• _Sayfa Metni_
________
Hoca’nın ‘bana damdan düşeni bulun, benim halimden o anlar’ dediği gibi, damdan düşen Çin’den alınacak pek çok ders, ibret ve nasihat var.

Ama önce şunu belirteyim ki, tahmin ettiğim gibi dünkü ‘Süreci Bilmem ama Algı Süper” başlıklı yazım bir kısım okurda rahatsızlık yarattı.

Açıkçası bu tepkiden rahatsızlık duymadım.

Çünkü neredeyse tamamı, beni her olaya siyaset bulaştırmakla suçlarken bile, her türlü acıya ‘Allah iktidara zeval vermesin’ algısıyla bakanlar…

Oysa, önceliklerimiz farklı. Benim için hiç ama hiçbir şey insan ve vatandaş hayatından daha önemli ve daha değerli değil. Ben sadece, acıyı yaşamasını da, acıyı ölçmek yerine ‘halkın tepkisini’ ölçenleri ifşa etmeyi de görev telakki edenlerdenim.

Neticede tüm dünyayı kasıp kavuran bir bela ile karşı karşıyayız. Haliyle böyle zamanlarda kıyas yapma ihtiyacı hâsıl oluyor. Diğer ülkeler ne yapmış kısmını kıyaslarken, ister istemez biz neyi eksik yapmışız sorusu da gündeme geliyor. Bunları yazdığın zaman da müzmin muhalif konumuna düşüveriyoruz, normaldir…

Evet, Korona ABD ve Avrupa’da hızla yayılıyor. Peki, virüsün ilk çıktığı Çin ne durumda?

Ve sair ülkeler ne yapıyor?

Felaketin çıktığı ve yayıldığı Çin’e bakalım.

Tabii ki felaketin en büyüğünü Çin’de yaşandı ama Çin, sistemli ve örgütlü hareket etti, Korona’ya karşı başarı kazandı. Virüsün başkenti Vuhan’da hayat normale dönmeye başladı.

Peki, bu nasıl gerçekleşti?

Çin, salgının görüldüğü bölgelerde sert karantina önlemleri aldı. 10 günde mega hastaneler kuruldu.

Zamanında sokağa çıkma yasakları getirildi. Market ve eczaneler dışındaki iş yerlerinin açılmasına izin verilmedi. Birçok insana evlerinden çalışmaları çağrısı yapıldı. Kamuya açık birçok mekana girişlere izin verilmedi.

Çin hükümeti, ekonomik kayıpları göze aldı, sinemalar, oteller, alış veriş merkezleri, tiyatrolar, müzeler kapatıldı.

Çin’in bir özelliği de Çin devleti ile halkı arasında kurulan ilişki…

Devlet, hiçbir şeyi saklamadı aksine halkı bilinçlendirmek için tüm iletişim araçlarını kullandı. İnternet üzerinden, televizyonlardan virüsten nasıl korunacakları ile ilgili sürekli bilgi akışını sağladı.
________
Bir etiketleme veri kümesinden girdiler:
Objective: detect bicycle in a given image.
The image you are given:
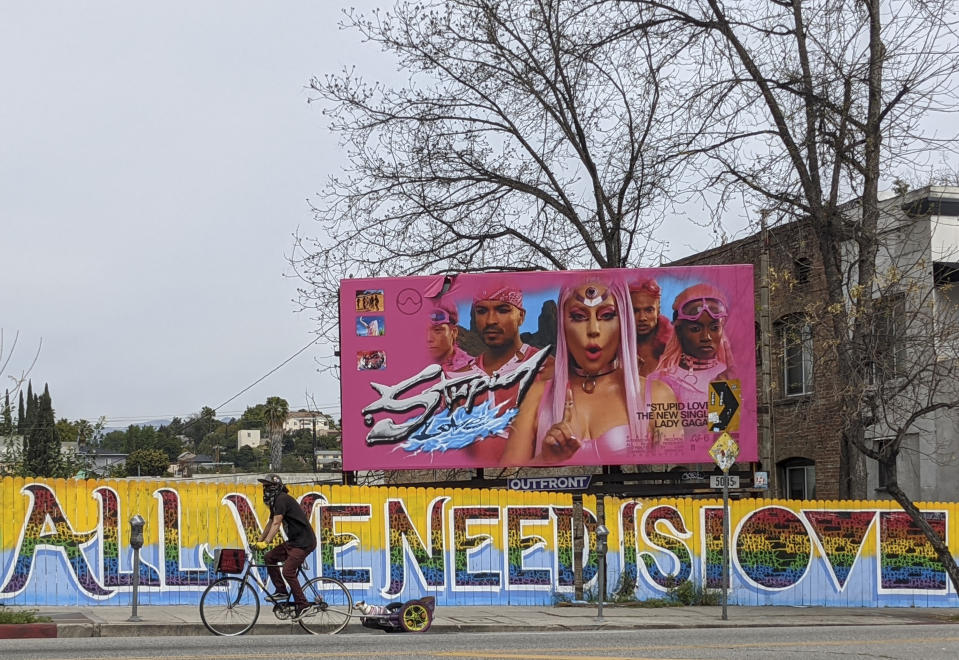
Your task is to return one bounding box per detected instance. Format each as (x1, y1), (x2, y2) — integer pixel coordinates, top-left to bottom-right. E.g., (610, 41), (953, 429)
(200, 548), (353, 636)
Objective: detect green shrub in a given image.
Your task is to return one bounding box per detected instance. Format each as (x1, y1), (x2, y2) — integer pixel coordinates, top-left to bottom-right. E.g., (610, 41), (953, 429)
(0, 605), (50, 623)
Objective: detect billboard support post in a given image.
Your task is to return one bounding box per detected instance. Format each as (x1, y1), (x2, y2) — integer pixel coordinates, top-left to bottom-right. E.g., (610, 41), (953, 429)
(596, 523), (609, 621)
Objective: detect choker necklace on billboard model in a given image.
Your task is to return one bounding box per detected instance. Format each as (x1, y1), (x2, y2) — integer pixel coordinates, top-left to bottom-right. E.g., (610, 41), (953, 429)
(573, 358), (619, 394)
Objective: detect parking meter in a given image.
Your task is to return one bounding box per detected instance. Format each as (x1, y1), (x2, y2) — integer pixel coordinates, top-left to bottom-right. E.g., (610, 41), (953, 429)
(596, 523), (609, 620)
(130, 513), (146, 550)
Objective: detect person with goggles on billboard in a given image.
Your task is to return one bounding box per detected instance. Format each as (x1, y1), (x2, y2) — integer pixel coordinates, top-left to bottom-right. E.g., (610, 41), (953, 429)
(649, 282), (734, 439)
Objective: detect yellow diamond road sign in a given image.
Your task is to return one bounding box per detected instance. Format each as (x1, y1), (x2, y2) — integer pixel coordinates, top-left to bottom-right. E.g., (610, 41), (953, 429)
(709, 432), (739, 472)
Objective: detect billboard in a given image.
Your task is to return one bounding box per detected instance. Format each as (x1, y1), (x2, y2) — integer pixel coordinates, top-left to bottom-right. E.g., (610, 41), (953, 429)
(339, 265), (757, 470)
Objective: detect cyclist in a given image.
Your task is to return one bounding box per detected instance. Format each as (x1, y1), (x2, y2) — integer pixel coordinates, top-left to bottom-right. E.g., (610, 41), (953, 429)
(251, 474), (316, 621)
________
• _Görev Tanımı_
Köşe yazısında "Oysa, önceliklerimiz farklı." ile "ülkeler ne yapıyor?" arasındaki kısmı, bu ifadeler de dahil, "bela" yerine "felaket" koyarak yeniden yazın. Satırların bu işle hiçbir ilgisi yoktur.

• _Görev Yanıtı_
Oysa, önceliklerimiz farklı. Benim için hiç ama hiçbir şey insan ve vatandaş hayatından daha önemli ve daha değerli değil. Ben sadece, acıyı yaşamasını da, acıyı ölçmek yerine ‘halkın tepkisini’ ölçenleri ifşa etmeyi de görev telakki edenlerdenim.

Neticede tüm dünyayı kasıp kavuran bir felaket ile karşı karşıyayız. Haliyle böyle zamanlarda kıyas yapma ihtiyacı hâsıl oluyor. Diğer ülkeler ne yapmış kısmını kıyaslarken, ister istemez biz neyi eksik yapmışız sorusu da gündeme geliyor. Bunları yazdığın zaman da müzmin muhalif konumuna düşüveriyoruz, normaldir…

Evet, Korona ABD ve Avrupa’da hızla yayılıyor. Peki, virüsün ilk çıktığı Çin ne durumda?

Ve sair ülkeler ne yapıyor?